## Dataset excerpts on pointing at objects
***

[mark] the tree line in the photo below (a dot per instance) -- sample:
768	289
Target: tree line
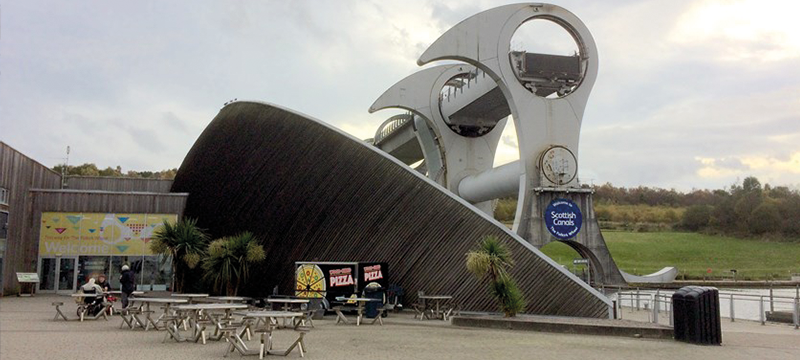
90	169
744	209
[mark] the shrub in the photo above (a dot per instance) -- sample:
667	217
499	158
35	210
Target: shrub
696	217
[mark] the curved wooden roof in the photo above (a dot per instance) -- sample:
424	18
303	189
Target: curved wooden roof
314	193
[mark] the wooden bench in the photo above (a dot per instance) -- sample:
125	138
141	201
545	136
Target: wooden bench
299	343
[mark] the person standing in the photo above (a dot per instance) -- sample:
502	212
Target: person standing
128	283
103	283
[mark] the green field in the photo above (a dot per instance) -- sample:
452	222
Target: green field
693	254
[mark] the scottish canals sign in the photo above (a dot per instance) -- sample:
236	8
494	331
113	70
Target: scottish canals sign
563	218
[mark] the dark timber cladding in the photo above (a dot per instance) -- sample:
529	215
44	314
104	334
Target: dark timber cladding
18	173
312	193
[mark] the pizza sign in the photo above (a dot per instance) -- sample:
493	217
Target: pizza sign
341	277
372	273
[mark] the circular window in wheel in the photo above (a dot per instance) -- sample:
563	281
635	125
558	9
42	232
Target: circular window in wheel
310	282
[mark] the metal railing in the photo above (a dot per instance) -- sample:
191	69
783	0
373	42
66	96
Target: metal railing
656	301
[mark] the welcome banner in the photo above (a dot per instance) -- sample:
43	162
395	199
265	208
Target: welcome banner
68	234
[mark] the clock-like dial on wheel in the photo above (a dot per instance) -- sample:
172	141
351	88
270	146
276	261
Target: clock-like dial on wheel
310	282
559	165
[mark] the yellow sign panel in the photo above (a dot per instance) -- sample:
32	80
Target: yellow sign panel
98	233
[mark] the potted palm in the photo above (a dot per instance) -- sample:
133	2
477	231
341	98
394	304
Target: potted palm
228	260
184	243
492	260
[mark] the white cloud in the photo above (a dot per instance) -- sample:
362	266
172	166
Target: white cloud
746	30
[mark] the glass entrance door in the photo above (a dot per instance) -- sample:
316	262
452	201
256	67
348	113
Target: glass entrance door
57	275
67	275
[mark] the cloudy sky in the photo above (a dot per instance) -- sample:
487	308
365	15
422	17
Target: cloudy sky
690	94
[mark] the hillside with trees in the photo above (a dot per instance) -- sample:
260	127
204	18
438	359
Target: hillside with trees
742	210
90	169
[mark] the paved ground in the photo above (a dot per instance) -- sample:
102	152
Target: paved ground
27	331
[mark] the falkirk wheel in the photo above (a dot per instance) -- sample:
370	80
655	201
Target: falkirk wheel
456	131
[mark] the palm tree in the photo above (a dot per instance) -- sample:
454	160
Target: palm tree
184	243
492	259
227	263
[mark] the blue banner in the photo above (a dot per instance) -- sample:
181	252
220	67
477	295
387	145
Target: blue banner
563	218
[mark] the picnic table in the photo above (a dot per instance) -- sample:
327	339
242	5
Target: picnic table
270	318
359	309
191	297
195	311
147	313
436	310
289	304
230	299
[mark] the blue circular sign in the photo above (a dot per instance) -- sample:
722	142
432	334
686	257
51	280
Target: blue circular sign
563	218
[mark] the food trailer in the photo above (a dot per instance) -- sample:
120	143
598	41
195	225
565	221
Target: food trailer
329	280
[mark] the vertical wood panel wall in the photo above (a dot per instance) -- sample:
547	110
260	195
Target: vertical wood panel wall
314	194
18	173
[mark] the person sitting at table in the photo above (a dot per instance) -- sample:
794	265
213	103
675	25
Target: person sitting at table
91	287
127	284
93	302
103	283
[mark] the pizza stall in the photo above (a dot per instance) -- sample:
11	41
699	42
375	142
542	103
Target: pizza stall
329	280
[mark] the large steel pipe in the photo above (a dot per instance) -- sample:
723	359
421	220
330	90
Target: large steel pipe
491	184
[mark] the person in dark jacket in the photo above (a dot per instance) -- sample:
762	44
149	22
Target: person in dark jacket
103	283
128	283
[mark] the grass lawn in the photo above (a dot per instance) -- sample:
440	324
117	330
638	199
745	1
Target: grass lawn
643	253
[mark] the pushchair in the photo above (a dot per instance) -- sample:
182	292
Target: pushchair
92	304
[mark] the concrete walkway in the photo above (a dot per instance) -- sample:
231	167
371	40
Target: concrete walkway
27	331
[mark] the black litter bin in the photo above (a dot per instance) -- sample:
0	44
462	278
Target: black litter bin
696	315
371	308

***

## Exercise goal
Please copy the records word for word, starting at the line that contains "[mark] the vertical" and ending at the last line of the records.

## Expected output
[mark] the vertical wood panel wall in the photo above (a dot per instance) -- sample:
547	110
260	195
Target: vertical wood panel wall
314	194
18	173
[mark] the person sitting at table in the photo above (a dot per instance) -- sample:
794	265
213	103
675	25
Target: person sitting at table
91	287
127	284
93	302
103	283
[mark] the pizza stall in the photo above (a dot per instance) -- sample:
11	41
699	42
375	142
542	103
Target: pizza stall
329	280
[mark] the large steel pipe in the photo above (a dot per instance) -- sample:
723	359
421	220
330	90
Target: large steel pipe
491	184
[mark] the person in dark jacket in the photo above (a dot per instance) -- sample:
762	44
149	22
Target: person in dark jacket
103	283
128	283
[mark] the grass lawn in the photo above (a dot per instance) -- sample:
440	324
117	330
638	199
745	1
Target: grass lawn
643	253
[mark] the pushchair in the photo above (a dot per instance) -- sample:
182	292
Target: pushchair
92	304
[mark] the concrete walkway in the photo above (a dot per instance) -- sample:
231	167
371	40
Target: concrete walkway
27	331
[mark] the black litter bin in the photo above (a dot per instance) -- sample:
0	44
462	278
Target: black litter bin
696	315
371	308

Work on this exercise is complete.